• Record set:
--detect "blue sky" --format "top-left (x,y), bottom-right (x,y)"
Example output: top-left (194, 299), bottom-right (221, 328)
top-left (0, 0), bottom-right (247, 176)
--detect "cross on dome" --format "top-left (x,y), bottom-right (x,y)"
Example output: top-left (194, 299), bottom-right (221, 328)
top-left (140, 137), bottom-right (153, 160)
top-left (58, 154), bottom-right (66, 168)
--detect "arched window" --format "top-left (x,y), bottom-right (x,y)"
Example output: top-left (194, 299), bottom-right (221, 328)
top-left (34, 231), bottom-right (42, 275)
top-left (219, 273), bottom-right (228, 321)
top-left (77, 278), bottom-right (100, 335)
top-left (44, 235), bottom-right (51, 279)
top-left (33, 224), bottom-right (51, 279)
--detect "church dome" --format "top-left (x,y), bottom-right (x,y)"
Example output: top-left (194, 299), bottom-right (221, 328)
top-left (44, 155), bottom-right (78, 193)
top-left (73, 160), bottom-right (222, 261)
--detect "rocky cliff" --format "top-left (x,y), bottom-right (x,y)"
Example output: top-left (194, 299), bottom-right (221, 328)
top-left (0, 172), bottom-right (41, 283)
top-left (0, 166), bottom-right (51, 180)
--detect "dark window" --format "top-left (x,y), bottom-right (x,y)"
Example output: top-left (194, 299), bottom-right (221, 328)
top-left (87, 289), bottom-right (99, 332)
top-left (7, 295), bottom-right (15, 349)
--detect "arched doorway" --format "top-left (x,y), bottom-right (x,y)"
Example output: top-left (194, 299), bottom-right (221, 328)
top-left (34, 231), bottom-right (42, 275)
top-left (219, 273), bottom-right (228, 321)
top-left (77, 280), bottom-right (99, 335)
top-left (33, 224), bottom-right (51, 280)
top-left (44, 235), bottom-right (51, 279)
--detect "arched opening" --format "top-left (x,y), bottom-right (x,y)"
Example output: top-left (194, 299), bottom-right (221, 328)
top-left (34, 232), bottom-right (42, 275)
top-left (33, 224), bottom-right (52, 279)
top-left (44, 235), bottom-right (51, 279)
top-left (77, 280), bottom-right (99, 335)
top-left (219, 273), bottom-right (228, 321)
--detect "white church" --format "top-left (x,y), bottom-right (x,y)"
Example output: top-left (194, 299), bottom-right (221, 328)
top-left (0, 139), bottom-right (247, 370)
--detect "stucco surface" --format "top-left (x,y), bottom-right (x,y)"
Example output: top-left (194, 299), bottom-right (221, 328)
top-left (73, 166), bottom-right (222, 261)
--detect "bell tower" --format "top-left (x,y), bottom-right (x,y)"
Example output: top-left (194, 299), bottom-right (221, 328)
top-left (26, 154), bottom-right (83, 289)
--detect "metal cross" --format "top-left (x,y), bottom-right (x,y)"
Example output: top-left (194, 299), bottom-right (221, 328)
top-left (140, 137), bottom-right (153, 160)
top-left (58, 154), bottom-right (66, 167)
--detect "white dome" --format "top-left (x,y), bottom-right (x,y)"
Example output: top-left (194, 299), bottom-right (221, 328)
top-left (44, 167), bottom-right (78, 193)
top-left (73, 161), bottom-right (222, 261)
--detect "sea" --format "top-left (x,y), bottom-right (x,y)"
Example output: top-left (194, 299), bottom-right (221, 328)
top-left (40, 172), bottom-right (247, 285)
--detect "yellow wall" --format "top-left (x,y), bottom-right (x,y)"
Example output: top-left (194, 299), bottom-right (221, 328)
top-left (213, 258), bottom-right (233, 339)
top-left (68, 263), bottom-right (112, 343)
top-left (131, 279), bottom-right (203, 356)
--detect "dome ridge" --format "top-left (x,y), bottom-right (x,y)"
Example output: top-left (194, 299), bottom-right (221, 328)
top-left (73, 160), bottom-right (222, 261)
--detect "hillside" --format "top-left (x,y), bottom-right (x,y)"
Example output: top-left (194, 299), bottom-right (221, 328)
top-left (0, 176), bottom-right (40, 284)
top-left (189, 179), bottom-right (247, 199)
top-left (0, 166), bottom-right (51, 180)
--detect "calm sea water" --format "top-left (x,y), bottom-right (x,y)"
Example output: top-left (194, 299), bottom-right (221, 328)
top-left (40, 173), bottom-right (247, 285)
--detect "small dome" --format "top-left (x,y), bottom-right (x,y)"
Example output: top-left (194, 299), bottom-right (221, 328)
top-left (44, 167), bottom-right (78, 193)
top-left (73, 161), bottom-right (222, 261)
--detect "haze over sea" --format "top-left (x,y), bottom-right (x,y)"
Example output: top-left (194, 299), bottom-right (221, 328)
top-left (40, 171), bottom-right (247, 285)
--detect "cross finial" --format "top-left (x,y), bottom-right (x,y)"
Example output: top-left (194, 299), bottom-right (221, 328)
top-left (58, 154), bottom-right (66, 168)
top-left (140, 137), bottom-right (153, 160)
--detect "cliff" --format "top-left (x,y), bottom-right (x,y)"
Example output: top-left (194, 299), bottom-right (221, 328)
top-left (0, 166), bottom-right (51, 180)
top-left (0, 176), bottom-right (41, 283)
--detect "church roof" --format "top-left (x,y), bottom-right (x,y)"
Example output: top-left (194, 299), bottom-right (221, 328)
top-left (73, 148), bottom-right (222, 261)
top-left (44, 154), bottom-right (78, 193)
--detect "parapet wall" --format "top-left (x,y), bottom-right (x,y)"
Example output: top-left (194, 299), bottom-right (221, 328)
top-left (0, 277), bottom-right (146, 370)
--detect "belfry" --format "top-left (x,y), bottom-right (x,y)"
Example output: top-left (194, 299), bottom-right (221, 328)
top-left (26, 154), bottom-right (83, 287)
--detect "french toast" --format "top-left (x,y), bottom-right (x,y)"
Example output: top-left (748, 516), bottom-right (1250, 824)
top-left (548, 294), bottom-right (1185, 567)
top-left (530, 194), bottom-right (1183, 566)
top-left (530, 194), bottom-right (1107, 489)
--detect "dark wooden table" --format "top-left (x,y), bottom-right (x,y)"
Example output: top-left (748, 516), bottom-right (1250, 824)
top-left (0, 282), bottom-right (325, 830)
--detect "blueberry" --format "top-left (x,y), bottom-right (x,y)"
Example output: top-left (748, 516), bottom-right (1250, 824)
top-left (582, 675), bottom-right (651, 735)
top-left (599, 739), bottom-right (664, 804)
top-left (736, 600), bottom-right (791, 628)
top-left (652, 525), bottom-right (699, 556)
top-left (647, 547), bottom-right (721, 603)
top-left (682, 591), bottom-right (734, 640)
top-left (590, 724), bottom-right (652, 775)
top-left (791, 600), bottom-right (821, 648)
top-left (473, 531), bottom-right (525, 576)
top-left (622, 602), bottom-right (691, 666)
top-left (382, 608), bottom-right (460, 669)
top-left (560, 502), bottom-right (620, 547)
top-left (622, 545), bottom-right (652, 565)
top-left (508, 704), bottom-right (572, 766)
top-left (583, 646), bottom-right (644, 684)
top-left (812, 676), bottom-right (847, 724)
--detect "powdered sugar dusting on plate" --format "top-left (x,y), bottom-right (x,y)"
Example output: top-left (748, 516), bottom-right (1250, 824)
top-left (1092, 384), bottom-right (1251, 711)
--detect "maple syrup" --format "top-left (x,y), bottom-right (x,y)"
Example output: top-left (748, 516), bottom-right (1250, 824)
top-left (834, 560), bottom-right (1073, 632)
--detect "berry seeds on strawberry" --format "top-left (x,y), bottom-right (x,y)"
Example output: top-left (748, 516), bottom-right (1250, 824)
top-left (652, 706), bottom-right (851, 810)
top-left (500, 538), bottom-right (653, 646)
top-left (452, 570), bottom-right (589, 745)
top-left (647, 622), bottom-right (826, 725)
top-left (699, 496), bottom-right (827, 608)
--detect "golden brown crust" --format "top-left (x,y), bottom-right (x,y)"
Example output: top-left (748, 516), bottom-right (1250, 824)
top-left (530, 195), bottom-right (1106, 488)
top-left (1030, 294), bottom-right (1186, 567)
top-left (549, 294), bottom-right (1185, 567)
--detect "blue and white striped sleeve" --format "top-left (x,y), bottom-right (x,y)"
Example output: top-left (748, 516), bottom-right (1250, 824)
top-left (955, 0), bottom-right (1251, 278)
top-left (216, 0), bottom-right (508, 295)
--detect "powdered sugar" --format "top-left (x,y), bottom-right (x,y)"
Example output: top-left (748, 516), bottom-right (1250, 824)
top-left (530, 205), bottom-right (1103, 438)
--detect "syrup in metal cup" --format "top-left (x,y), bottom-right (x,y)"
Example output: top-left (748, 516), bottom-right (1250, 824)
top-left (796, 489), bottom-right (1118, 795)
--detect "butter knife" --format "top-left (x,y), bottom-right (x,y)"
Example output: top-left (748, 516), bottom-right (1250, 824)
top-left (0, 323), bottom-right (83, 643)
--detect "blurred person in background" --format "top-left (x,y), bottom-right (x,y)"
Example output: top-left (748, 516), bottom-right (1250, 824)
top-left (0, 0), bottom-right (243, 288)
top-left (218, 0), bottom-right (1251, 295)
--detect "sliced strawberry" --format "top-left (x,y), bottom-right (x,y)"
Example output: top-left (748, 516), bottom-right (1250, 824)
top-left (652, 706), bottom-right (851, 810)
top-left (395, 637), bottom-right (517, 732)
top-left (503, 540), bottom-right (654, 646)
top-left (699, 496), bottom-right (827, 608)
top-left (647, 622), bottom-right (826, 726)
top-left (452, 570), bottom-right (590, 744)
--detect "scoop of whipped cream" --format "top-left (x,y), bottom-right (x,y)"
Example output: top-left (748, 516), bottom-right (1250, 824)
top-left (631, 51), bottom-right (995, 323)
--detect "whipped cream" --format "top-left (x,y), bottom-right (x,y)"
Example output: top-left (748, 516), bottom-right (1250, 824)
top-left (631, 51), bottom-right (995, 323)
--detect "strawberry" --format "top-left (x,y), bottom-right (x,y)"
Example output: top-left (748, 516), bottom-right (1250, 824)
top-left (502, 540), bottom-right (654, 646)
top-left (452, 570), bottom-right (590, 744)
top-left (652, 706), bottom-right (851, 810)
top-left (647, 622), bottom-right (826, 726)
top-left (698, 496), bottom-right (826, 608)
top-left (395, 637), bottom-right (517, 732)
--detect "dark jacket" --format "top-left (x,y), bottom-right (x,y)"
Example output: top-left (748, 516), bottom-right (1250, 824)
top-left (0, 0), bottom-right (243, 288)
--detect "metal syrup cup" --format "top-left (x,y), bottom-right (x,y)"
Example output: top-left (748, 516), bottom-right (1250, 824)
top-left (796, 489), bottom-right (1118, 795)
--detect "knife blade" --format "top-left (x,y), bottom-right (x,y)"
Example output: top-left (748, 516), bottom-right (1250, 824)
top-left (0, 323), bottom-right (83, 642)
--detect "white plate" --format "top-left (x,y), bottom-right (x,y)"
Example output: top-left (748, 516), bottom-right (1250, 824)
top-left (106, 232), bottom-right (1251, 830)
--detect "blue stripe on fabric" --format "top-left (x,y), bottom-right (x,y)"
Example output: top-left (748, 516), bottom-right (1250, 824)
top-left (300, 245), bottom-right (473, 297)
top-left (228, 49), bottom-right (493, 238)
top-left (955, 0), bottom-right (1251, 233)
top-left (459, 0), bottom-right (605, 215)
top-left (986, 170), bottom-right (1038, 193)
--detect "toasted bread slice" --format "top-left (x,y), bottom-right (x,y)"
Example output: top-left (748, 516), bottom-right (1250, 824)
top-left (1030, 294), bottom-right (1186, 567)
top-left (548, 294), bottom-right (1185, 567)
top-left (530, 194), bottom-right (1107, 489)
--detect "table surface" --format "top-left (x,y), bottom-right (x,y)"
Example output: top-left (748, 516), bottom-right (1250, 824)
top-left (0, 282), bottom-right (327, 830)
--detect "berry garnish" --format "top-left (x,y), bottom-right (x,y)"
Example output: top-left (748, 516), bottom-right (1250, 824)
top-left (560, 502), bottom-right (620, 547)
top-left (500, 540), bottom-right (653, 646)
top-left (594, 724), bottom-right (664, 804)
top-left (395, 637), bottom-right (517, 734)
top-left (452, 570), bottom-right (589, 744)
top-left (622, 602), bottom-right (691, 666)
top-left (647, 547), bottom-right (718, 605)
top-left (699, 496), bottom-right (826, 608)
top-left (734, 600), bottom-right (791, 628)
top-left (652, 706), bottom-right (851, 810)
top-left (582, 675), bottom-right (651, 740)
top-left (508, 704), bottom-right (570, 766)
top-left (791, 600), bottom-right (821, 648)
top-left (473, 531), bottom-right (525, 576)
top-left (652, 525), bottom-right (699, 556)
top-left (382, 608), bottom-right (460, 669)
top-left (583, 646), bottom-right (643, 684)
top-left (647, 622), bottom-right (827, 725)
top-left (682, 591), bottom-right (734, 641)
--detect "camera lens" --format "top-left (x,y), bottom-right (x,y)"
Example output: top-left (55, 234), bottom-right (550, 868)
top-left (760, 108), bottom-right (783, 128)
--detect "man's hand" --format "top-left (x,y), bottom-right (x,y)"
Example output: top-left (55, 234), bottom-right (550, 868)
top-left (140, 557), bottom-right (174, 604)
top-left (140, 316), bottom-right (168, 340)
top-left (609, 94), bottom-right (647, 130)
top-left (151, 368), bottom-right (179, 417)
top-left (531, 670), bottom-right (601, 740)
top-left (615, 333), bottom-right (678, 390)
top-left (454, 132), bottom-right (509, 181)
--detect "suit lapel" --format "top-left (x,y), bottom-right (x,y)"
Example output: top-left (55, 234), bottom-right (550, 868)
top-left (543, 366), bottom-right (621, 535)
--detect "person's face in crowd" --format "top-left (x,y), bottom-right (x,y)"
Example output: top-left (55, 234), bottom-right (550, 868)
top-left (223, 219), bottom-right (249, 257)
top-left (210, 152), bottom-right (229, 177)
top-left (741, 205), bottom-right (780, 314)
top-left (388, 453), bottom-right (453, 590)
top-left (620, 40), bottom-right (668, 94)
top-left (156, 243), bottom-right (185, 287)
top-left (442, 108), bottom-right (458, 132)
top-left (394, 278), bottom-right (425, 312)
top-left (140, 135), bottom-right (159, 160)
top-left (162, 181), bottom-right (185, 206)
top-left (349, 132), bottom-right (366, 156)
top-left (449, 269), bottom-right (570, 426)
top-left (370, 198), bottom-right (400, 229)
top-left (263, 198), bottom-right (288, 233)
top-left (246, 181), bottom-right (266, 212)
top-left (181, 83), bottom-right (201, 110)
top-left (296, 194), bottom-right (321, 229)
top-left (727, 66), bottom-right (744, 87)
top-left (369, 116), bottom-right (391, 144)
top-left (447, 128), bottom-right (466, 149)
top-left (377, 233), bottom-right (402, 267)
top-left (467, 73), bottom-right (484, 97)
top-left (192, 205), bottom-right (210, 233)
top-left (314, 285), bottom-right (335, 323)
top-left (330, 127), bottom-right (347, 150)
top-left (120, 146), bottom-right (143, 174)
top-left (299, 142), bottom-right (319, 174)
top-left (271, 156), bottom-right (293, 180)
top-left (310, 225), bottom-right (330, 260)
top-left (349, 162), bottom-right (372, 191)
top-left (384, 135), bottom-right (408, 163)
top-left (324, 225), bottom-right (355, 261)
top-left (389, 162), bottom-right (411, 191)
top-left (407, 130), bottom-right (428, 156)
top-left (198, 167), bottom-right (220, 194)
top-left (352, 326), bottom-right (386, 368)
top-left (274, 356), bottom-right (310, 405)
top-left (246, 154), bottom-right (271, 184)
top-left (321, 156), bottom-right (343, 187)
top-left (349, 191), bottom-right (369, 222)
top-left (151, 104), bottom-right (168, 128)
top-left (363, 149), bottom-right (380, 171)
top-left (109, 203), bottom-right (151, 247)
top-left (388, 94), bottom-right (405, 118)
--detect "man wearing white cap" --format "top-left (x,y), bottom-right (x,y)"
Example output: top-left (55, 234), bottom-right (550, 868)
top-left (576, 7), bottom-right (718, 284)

• Instruction: Recast the data from its first line through the line holding "top-left (33, 224), bottom-right (51, 279)", inclusive, as a JSON list of strings with one string per line and blank lines omitted.

• Response to this task:
[
  "--detect \"blue sky\" --format \"top-left (x,y), bottom-right (x,y)\"",
  "Example output: top-left (194, 299), bottom-right (221, 328)",
  "top-left (0, 0), bottom-right (247, 176)",
  "--detect \"cross on dome\" --format \"top-left (x,y), bottom-right (x,y)\"",
  "Example output: top-left (194, 299), bottom-right (221, 328)",
  "top-left (140, 137), bottom-right (153, 160)",
  "top-left (58, 154), bottom-right (66, 168)",
  "--detect \"arched window\" --format \"top-left (x,y), bottom-right (x,y)\"",
  "Example output: top-left (194, 299), bottom-right (221, 328)",
  "top-left (34, 231), bottom-right (42, 275)",
  "top-left (219, 273), bottom-right (228, 321)",
  "top-left (77, 278), bottom-right (100, 335)",
  "top-left (44, 235), bottom-right (51, 279)",
  "top-left (33, 224), bottom-right (51, 279)"
]